Aufgabenstellung
Übernimm aus dem Text über die Ersthelfer-App wortgetreu die Passage, die mit „Warum ist das“ anfängt und bis einschließlich „von Helfern angenommen.“ reicht.

Warum ist das System so wichtig?
Bei einem plötzlichen Herzstillstand zählt jede Minute. Bereits nach drei bis fünf Minuten ohne Sauerstoffzufuhr beginnen die ersten Gehirnzellen abzusterben. Die Überlebenschancen sinken mit jeder verstrichenen Minute drastisch. Doch oft dauert es länger, bis ein Rettungswagen eintrifft. Hier kommt die „Region der Lebensretter“ ins Spiel: Registrierte Ersthelfer, die sich zufällig in der Nähe befinden, werden per App alarmiert und können sofort zur Stelle sein.
Die Zahlen sprechen für sich:
• Über 350 Menschen im Main-Taunus-Kreis erleiden jährlich einen Herzstillstand.
• In den ersten vier Wochen nach Einführung der App gab es bereits 25 Alarmierungen, davon wurden 17 von Helfern angenommen.
• In acht Fällen kam ein Automatisierter Externer Defibrillator (AED) zum Einsatz.

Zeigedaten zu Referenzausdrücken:
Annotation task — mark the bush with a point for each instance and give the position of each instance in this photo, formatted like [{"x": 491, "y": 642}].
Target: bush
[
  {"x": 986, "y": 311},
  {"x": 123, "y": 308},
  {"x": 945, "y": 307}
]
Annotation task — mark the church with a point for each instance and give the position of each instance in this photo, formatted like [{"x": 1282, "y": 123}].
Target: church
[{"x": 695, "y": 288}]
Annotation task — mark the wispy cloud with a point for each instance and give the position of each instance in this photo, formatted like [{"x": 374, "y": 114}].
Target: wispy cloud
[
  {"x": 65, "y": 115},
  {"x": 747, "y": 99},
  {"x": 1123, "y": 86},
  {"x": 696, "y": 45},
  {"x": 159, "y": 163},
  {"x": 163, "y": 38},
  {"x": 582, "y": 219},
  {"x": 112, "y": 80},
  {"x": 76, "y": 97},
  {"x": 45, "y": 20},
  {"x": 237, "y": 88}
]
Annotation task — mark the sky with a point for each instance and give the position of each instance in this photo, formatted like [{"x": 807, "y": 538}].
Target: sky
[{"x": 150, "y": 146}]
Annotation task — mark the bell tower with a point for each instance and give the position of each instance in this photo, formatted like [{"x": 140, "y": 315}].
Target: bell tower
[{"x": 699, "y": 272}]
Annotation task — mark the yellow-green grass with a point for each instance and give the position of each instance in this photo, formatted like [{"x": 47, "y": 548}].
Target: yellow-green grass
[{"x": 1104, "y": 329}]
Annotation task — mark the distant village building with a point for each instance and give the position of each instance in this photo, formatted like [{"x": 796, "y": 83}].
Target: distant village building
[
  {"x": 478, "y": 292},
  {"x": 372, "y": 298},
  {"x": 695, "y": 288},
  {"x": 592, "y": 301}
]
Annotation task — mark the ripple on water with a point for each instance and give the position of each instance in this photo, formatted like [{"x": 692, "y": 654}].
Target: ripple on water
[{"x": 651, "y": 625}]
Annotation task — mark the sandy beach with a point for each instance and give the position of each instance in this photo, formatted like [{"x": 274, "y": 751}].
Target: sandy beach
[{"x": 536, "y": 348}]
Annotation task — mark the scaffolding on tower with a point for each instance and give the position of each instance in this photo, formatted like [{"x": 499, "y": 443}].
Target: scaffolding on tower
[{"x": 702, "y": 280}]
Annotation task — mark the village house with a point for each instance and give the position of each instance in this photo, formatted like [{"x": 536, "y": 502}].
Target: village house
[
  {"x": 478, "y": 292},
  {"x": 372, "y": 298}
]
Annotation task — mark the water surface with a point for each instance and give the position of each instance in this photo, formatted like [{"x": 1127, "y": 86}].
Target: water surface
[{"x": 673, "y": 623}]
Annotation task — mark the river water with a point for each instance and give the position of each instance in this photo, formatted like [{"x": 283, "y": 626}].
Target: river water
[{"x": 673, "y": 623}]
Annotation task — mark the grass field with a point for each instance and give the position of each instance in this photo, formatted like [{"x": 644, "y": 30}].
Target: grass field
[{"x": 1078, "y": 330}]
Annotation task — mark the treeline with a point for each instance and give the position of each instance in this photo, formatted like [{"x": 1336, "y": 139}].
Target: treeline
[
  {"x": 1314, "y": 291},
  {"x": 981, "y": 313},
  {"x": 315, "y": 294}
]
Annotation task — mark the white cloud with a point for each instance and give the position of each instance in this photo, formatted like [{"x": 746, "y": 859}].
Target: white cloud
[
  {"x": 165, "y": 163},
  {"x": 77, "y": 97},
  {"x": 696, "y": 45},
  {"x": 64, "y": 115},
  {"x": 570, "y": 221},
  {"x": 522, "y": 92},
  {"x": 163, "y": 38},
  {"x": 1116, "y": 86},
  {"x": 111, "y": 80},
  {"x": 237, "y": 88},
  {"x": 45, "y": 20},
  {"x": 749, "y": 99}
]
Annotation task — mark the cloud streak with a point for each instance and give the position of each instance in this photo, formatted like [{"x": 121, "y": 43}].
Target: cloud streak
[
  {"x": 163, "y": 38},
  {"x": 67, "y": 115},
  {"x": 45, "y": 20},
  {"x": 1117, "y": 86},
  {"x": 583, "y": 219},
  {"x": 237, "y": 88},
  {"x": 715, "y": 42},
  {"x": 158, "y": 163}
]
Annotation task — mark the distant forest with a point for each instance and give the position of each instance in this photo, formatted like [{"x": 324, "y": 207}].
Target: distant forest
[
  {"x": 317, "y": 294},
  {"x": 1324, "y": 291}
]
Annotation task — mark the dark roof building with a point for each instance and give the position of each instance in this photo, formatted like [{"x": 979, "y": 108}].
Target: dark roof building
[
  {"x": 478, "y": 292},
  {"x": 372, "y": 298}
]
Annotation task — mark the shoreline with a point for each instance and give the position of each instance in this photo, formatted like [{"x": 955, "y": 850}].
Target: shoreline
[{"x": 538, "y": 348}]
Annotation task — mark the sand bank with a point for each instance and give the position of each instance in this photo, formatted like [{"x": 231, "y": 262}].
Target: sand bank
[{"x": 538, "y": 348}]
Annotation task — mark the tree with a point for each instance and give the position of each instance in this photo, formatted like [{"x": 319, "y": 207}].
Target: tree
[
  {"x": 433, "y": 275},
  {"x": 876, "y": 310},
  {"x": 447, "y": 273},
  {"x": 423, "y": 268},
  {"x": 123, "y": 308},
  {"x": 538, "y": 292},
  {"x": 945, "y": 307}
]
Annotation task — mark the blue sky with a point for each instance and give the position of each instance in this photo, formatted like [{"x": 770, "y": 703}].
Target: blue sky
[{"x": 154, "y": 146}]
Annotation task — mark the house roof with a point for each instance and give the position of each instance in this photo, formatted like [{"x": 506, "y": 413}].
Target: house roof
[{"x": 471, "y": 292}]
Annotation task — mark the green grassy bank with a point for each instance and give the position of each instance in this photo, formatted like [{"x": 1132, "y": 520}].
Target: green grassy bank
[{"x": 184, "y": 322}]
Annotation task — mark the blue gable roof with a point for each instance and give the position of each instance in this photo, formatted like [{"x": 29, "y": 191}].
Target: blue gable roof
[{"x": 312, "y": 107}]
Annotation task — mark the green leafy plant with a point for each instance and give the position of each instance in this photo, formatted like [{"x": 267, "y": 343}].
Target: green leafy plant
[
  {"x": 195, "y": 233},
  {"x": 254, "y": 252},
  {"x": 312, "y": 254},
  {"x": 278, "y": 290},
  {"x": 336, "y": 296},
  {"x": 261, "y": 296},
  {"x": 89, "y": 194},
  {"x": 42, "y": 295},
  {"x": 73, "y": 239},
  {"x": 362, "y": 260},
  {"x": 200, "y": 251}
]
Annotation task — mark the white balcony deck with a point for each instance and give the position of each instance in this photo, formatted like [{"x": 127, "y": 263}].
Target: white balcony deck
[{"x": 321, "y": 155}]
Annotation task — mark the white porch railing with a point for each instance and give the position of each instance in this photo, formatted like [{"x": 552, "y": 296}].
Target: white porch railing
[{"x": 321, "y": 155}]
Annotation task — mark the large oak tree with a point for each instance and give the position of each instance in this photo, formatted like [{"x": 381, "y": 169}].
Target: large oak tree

Ergebnis der Übung
Warum ist das System so wichtig?
Bei einem plötzlichen Herzstillstand zählt jede Minute. Bereits nach drei bis fünf Minuten ohne Sauerstoffzufuhr beginnen die ersten Gehirnzellen abzusterben. Die Überlebenschancen sinken mit jeder verstrichenen Minute drastisch. Doch oft dauert es länger, bis ein Rettungswagen eintrifft. Hier kommt die „Region der Lebensretter“ ins Spiel: Registrierte Ersthelfer, die sich zufällig in der Nähe befinden, werden per App alarmiert und können sofort zur Stelle sein.
Die Zahlen sprechen für sich:
• Über 350 Menschen im Main-Taunus-Kreis erleiden jährlich einen Herzstillstand.
• In den ersten vier Wochen nach Einführung der App gab es bereits 25 Alarmierungen, davon wurden 17 von Helfern angenommen.